Start of Block
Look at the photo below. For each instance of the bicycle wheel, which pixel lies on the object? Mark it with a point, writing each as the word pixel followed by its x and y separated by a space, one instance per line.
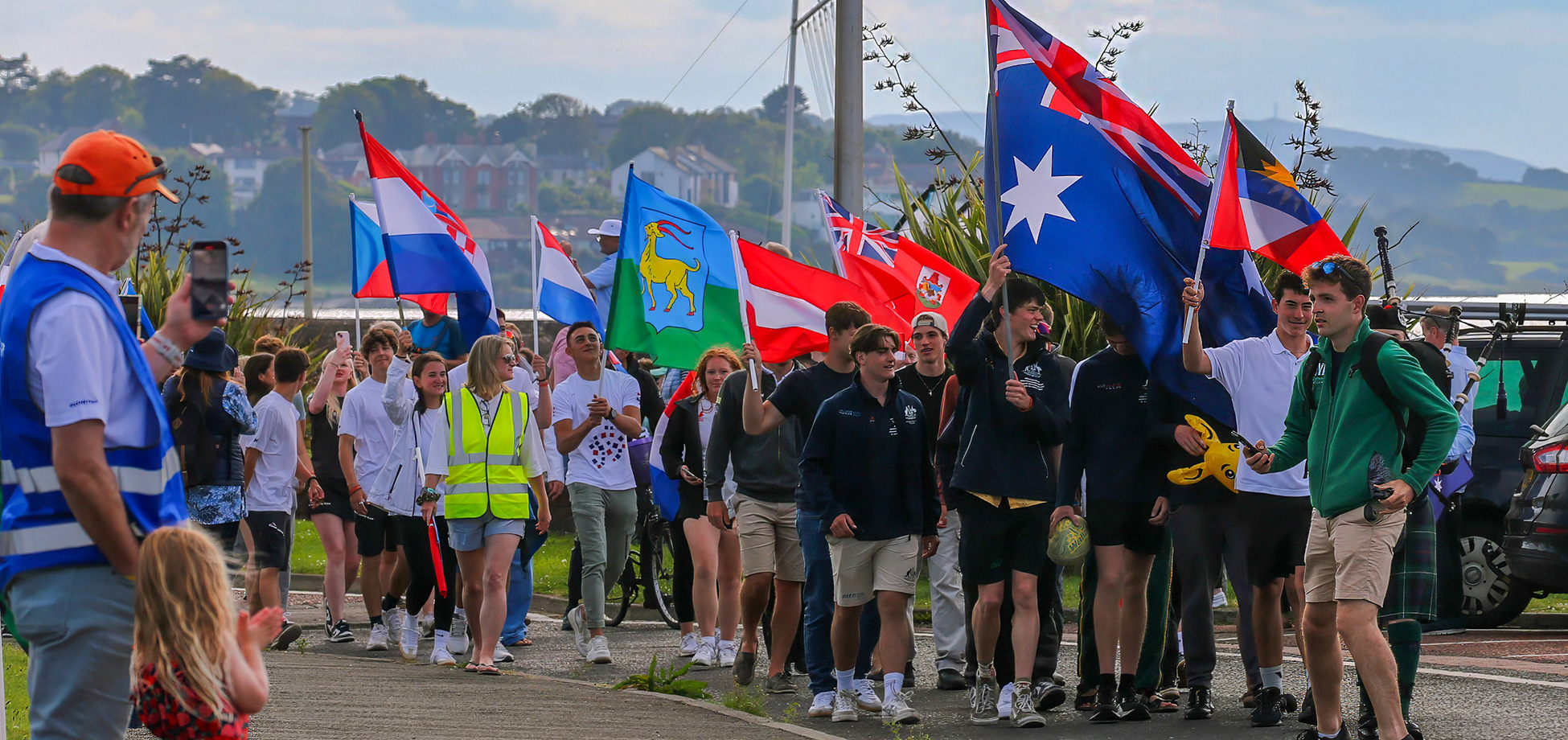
pixel 662 573
pixel 622 594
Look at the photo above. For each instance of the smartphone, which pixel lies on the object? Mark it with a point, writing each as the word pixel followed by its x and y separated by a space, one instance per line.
pixel 132 306
pixel 1247 449
pixel 209 281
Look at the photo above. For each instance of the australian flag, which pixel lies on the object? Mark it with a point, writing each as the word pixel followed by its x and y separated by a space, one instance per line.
pixel 1095 198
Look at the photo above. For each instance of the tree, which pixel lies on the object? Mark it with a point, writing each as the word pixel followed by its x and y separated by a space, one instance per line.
pixel 188 99
pixel 775 102
pixel 645 127
pixel 399 112
pixel 96 94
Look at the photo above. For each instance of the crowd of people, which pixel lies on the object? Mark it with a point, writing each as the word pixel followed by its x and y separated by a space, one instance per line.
pixel 811 493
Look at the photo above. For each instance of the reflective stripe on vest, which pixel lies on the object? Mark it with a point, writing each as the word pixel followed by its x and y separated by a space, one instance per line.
pixel 485 466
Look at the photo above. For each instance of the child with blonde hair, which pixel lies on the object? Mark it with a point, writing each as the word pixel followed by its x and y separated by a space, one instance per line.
pixel 198 662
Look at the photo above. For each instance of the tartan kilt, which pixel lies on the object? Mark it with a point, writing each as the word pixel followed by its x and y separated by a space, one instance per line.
pixel 1413 574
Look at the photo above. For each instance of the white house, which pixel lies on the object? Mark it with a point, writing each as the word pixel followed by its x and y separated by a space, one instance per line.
pixel 689 173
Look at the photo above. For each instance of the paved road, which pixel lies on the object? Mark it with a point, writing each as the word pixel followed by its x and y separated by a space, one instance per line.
pixel 1454 700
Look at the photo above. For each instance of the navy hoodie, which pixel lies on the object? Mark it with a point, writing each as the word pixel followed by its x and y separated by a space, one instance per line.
pixel 869 460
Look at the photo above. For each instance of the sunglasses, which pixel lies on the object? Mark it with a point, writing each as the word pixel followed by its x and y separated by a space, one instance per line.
pixel 158 170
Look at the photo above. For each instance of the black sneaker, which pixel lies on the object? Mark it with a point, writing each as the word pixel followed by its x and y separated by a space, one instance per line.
pixel 285 637
pixel 339 632
pixel 1134 710
pixel 1106 709
pixel 1266 708
pixel 1308 713
pixel 1198 705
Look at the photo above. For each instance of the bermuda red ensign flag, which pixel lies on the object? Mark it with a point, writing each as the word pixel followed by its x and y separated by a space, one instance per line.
pixel 893 269
pixel 1259 208
pixel 787 303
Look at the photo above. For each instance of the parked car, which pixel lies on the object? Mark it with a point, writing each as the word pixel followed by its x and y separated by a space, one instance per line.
pixel 1536 540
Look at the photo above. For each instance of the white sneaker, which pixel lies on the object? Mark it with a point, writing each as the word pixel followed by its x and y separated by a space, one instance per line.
pixel 458 643
pixel 378 637
pixel 897 709
pixel 820 705
pixel 844 708
pixel 409 645
pixel 866 695
pixel 597 651
pixel 706 656
pixel 441 656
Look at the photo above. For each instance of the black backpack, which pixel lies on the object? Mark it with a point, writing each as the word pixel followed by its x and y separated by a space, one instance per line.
pixel 1411 429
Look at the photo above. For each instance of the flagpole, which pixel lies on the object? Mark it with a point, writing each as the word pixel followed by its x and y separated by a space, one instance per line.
pixel 1208 218
pixel 533 249
pixel 744 284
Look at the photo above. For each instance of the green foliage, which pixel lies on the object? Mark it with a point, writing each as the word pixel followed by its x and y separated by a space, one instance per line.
pixel 749 700
pixel 667 680
pixel 397 109
pixel 645 127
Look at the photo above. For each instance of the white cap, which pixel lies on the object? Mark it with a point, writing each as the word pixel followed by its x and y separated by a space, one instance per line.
pixel 609 228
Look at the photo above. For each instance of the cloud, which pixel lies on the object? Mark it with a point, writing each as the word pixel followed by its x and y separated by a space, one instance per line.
pixel 1439 71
End of Block
> Problem:
The entries above must be output exactly, with every image left out.

> Output of the exercise:
Look at the photo below. For each instance of the bicycle wheel, which pixel lies on the object? Mark it with a point, writing each as the word pixel followed by its x and y separated by a space, one instance per line.
pixel 662 573
pixel 622 594
Look at the photo above. For each instance of the smartphone, which pixel lies on the object? Mark it with a point, writing each as the word pixel followed by its x and y separated by a space, one instance per line.
pixel 132 306
pixel 1247 449
pixel 209 281
Look at the photo above. For each instance of the australian flag, which pixel lies on the object? Mark it with a point, writing each as the word pixel followed by its x and y separated by a space, one instance per line.
pixel 1095 198
Look at the photo above. For each instance of the tree, which pixel lies on the object? Mark it with a point, writing each as the word pixel followed by its x and y separated by a space, one instance per line.
pixel 188 99
pixel 775 102
pixel 645 127
pixel 399 112
pixel 96 94
Look at the photo above. For each instance of the crowd of people, which pixel lies on the object? Mark it with a point, writing each as the word pixel followed by its x and y separated by a space, one instance per line.
pixel 811 493
Look at the photo above. For each instance of the reflective stripe on vest, which pixel lies on the object? Mark it with a point, writing each as the word pixel followed by its x and y separated by a space, one instance per line.
pixel 485 466
Look at the photo above. For each instance of the child with blonde hair, which pixel lies on the object? Mark it with a point, writing each as the word pixel followed by its x and y separated by a space, one instance per line.
pixel 198 662
Look at the photo above. For each instance of the tartan kilt, which pixel lies on the object? Mark it with a point, writing each as the word pixel followed by its x and y separated by a space, one instance per line.
pixel 1413 574
Look at the photo above. For each instance of the white house, which pixel lies on the object? Mark it with a point, writing each as the word pixel followed by its x and y separated by a space, one instance per line.
pixel 689 173
Look at the photo above. For each instance of the paved road, which pixel lies on the object? Mark it with a point, writing each as the word pixel followed by its x and y separated by a space, one instance per line.
pixel 1454 700
Look at the photo above. For each instance of the navy hoodie, which pixel lies on the object? Mark it with a point, writing each as the word pixel followed by its x and y separated by a space, one instance per line.
pixel 869 460
Look at the photo above. For each instance of the sunglasses, which pixel lies on the object? Mark it with a point, writing each as the word pixel followed by its x and y separated by a space, one instance per line.
pixel 158 170
Look at the photo above. For each instance of the black sneaker, which pixel lies on the object? Mark it with a point, writing each as the word pixel followed by its x and y separated by a space, one instance per line.
pixel 285 637
pixel 339 632
pixel 1134 710
pixel 1106 709
pixel 1266 708
pixel 1308 713
pixel 1198 705
Look at the photo above. For each instance of the bermuda red ensign flag, which pixel lies on the object? Mark it with a point, writing each as the word pixel followed by its x and y separated by a space, one instance per line.
pixel 893 269
pixel 1259 208
pixel 787 303
Look at the photo above. For each instance of the parked car, which pixel lies on the object? Mark it with a point, writing each as the word pixel followed by its x and y separated by a space, one instance per line.
pixel 1536 540
Look at the photo above. For each instance of the white sneaker, which pixel lies on the object? Mark it with a point, writing each as the word pixel followed by its x and y separated by a space, one instance per line.
pixel 458 643
pixel 378 637
pixel 897 709
pixel 820 705
pixel 844 708
pixel 409 645
pixel 866 695
pixel 597 651
pixel 706 656
pixel 441 656
Look at the photo above. For each instance of the black backpack, which pixel lies on the object? Mark it with a point, writing each as the word pixel followed by its x and y separated by a space, one instance per line.
pixel 1411 429
Look at the photo above. For each instance of the flagpole, which pixel lies on the object? Mark it with a point, writing each as the word pixel followed by its x and y separated by a space, one instance per line.
pixel 1208 218
pixel 533 249
pixel 744 284
Look at the photo above. For each instance of the green foliage, which pixel lies on the object? Mark it with a point, writing each as the word pixel followed by its x and y separated by a space, one instance per line.
pixel 749 700
pixel 667 680
pixel 397 109
pixel 645 127
Look at the photo above. For each instance of the white cap, which pixel lies on the object? Mark it with a point, writing each as the word pixel followed by its x and y separated by a space, one instance per line.
pixel 609 228
Look at the photo above. For each instance of the cloud, which pixel lies on the object? Mark it with a point, writing each as the word pixel followed by its x and y separated by a space, one instance per line.
pixel 1439 71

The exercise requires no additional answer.